▸ **WORK TO BE COMPLETED**
For each line of the listing below that contains the string "fence", copy the line.

▸ **DATASET CONTENT**
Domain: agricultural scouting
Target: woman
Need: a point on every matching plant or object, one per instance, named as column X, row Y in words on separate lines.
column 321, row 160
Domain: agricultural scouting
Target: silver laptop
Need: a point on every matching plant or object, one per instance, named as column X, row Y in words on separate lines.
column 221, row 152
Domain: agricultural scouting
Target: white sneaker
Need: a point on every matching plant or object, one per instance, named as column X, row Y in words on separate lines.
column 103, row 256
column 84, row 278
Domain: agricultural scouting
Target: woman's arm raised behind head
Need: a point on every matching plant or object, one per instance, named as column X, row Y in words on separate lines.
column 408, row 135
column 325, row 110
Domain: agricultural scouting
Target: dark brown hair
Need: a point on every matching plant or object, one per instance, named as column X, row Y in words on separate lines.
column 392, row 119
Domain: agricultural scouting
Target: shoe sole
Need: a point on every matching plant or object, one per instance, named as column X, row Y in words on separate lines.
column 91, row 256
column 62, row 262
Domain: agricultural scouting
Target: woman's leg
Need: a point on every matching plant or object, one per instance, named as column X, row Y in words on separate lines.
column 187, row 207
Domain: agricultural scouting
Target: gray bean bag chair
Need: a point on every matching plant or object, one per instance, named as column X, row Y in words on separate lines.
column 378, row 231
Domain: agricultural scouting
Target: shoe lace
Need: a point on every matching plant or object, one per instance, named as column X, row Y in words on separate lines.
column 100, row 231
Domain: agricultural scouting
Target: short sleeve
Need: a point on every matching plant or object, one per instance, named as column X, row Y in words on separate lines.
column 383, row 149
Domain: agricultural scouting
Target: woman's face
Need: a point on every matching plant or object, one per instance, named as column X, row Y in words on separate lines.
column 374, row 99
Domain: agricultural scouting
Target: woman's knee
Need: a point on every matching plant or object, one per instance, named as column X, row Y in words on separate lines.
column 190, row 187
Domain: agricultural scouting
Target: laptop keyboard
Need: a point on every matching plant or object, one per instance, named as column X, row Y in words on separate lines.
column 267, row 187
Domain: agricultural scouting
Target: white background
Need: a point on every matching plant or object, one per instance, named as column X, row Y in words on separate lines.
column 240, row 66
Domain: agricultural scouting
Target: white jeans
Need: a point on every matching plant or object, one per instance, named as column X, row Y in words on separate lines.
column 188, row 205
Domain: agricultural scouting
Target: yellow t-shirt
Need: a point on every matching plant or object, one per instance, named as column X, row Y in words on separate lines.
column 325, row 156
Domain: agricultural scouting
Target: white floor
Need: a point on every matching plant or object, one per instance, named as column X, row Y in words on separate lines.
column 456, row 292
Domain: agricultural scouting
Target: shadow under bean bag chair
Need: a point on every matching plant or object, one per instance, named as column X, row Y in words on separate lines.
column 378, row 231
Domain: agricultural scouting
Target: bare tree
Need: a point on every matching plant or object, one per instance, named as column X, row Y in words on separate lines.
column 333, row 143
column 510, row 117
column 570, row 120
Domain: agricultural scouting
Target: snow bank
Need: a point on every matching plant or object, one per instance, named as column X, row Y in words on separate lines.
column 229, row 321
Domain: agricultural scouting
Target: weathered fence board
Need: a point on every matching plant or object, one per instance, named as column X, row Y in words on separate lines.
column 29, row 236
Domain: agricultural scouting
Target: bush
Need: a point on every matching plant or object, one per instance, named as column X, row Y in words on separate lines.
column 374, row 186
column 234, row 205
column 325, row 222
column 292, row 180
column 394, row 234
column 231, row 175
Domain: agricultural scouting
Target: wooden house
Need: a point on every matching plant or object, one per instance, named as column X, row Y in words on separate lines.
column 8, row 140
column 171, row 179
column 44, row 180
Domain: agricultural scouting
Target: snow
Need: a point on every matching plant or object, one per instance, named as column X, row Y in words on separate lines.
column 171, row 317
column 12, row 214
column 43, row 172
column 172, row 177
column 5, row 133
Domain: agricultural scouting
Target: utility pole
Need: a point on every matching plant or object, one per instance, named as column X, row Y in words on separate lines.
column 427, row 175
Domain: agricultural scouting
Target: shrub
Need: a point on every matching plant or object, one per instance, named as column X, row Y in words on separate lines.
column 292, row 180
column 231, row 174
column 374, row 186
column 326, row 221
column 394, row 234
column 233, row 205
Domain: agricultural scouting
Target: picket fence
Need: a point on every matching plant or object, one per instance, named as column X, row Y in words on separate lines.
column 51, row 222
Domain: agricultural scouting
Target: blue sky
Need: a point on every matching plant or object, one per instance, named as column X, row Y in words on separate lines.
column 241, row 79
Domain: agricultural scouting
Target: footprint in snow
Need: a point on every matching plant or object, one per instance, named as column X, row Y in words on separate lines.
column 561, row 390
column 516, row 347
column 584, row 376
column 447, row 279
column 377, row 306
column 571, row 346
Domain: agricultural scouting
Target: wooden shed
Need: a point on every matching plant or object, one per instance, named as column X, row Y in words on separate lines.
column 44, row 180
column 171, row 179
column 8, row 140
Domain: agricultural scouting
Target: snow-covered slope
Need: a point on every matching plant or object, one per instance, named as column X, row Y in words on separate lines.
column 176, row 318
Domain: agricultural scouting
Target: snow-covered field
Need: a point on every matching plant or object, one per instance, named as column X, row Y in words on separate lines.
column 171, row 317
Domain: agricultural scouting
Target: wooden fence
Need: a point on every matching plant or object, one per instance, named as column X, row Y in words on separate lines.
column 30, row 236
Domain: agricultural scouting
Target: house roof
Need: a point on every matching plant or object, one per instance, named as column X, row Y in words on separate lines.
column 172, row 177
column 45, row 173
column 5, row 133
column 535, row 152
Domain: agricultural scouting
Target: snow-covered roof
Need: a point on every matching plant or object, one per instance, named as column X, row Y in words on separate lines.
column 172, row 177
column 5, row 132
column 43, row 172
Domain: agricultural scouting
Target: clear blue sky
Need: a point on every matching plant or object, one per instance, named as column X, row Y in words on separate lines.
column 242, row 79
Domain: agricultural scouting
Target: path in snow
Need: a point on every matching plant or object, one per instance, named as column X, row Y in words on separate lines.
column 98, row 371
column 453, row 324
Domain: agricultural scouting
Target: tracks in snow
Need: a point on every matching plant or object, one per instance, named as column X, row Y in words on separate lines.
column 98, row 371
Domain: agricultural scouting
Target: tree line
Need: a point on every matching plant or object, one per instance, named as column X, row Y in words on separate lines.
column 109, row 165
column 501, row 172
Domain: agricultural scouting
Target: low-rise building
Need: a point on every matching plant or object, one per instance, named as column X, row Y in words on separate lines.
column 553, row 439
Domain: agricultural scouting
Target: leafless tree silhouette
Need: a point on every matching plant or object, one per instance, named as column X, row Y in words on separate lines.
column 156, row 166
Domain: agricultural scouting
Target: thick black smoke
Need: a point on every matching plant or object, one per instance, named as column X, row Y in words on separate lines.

▸ **ANSWER**
Target: weathered fence board
Target: picket fence
Target: wooden fence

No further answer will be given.